**ATIVIDADES PROPOSTAS**
[a] Com base no trecho sobre o cabelo comprido no rock, explique por que o roqueiro cabeludo é apontado como um estereótipo que segue forte ao longo dos anos.
[b] Indique se cada afirmação concorda com o trecho sobre o cabelo comprido no rock, respondendo sim ou não e citando as palavras do trecho que decidem a resposta: (i) Bob Dylan é citado como exemplo de cabelo bagunçado; (ii) o cabelo comprido deixou de aparecer no rock dos anos 90; (iii) Sebastian Bach é associado a cabelos de boneca Barbie.

**TRECHO PARA LEITURA**
O rock mudou de estilo, influenciou estilos, foi influenciado por outros tantos, porém alguns estereótipos permanecem e seguem fortes ao longo dos anos. Um dos mais fortes é do roqueiro com cabelo comprido.
O cabeludão está presente em toda a
cultura rock a partir dos anos 60, sobreviveu aos 70, verdadeiras orgias
capilares aconteceram nos palcos dos 80 e até mesmo os 90 com Nirvana e
companhia grunge ou o século XXI com Strokes e outros tantos sobreviventes de
várias décadas que continuam tocando e fazendo as cabeças, chacoalhando as
madeixas e balançando as tranças.
Rastafáris como Bob Marley,
bagunçados como outro Bob, o Dylan. Cabelos de boneca Barbie como de Sebastian
Bach (Skid Row).

**INFORMAÇÕES EXTRAÍDAS**

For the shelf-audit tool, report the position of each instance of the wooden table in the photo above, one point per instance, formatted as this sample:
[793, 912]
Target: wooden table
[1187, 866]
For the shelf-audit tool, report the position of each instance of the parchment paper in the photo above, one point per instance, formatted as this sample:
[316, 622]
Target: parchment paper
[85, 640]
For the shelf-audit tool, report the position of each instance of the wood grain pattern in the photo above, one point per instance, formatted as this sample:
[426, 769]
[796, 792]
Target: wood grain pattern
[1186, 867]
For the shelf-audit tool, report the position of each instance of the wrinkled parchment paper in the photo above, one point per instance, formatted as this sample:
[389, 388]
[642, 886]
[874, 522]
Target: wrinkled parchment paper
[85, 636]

**RESPOSTAS DOS EXERCÍCIOS**
[a] O cabeludo está presente em toda a cultura rock desde os anos 60. Ele sobreviveu aos anos 70 e apareceu em "verdadeiras orgias capilares" nos palcos dos anos 80. Também continuou nos anos 90, com Nirvana e o grunge, e no século XXI, com Strokes e outros sobreviventes de várias décadas que seguem tocando.

[b]
(i) Sim: "bagunçados como outro Bob, o Dylan".
(ii) Não: "até mesmo os 90 com Nirvana e companhia grunge".
(iii) Sim: "Cabelos de boneca Barbie como de Sebastian Bach (Skid Row)".